Point labeling examples

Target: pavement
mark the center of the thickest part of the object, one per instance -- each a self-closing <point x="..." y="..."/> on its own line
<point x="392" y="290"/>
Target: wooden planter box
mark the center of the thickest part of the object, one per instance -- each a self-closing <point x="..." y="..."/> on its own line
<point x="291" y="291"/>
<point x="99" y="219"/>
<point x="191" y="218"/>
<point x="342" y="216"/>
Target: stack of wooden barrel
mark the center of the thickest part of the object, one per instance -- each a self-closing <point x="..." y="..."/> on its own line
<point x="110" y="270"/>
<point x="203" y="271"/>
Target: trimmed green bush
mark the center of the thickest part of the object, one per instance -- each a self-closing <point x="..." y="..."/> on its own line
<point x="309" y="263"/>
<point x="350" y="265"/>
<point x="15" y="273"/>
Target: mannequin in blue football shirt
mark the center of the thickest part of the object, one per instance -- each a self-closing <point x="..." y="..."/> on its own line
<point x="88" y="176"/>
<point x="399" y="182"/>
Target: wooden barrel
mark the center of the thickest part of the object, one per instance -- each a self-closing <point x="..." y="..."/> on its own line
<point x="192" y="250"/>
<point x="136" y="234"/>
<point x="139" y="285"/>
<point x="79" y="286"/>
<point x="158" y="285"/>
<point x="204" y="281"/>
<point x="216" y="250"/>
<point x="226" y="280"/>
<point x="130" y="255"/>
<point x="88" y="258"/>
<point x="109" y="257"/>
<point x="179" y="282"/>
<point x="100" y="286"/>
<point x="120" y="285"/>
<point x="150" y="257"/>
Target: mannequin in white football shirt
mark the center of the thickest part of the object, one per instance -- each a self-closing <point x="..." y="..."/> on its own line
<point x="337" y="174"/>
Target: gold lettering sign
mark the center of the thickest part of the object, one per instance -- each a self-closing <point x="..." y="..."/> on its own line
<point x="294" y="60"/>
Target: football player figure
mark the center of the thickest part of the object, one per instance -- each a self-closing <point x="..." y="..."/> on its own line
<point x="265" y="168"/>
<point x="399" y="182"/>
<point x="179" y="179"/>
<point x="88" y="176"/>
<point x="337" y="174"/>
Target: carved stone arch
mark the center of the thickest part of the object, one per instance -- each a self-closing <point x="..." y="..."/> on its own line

**Written exercise:** Give the entries again in full, exactly as they are written.

**Response to this task:**
Target: pavement
mark the center of the thickest part of the object, one per instance -- each a self-closing <point x="..." y="..."/> on its own line
<point x="392" y="290"/>
Target: wooden planter box
mark the center of the thickest part of the object, one per instance -- each a self-closing <point x="..." y="..."/> on its own line
<point x="291" y="291"/>
<point x="99" y="219"/>
<point x="191" y="218"/>
<point x="342" y="216"/>
Target: stack of wooden barrel
mark the center of the thickest part of the object, one per instance -- each a self-closing <point x="..." y="..."/> on its own line
<point x="110" y="270"/>
<point x="203" y="271"/>
Target: trimmed green bush
mark the center of the thickest part of the object, one per instance -- each a self-closing <point x="..." y="..."/> on its own line
<point x="309" y="263"/>
<point x="350" y="265"/>
<point x="15" y="273"/>
Target: mannequin in blue football shirt
mark the center of the thickest part of the object, one per instance -- each a self-closing <point x="..." y="..."/> on its own line
<point x="88" y="176"/>
<point x="399" y="182"/>
Target: wooden barrel
mark the center of the thickest part of the object, one per instance -- each a self-closing <point x="..." y="..."/> on its own line
<point x="192" y="250"/>
<point x="136" y="234"/>
<point x="139" y="285"/>
<point x="79" y="286"/>
<point x="158" y="285"/>
<point x="204" y="281"/>
<point x="216" y="250"/>
<point x="226" y="280"/>
<point x="130" y="255"/>
<point x="88" y="258"/>
<point x="109" y="257"/>
<point x="179" y="282"/>
<point x="100" y="286"/>
<point x="120" y="285"/>
<point x="150" y="257"/>
Target: mannequin in white football shirt
mark the center of the thickest part of the object, one per instance -- each a self-closing <point x="..." y="..."/> on its own line
<point x="337" y="174"/>
Target: gold lettering sign
mark the center of the thickest part of the object, one per instance -- each a self-closing <point x="..." y="..."/> on its own line
<point x="294" y="60"/>
Target: football player figure
mark the center of the thickest part of the object, one per instance -- each a self-closing <point x="..." y="..."/> on its own line
<point x="265" y="168"/>
<point x="399" y="182"/>
<point x="179" y="179"/>
<point x="88" y="176"/>
<point x="337" y="174"/>
Target: carved stone arch
mark the center of the thickest part of the object, one per instance -- each a self-closing <point x="..." y="..."/> on its own line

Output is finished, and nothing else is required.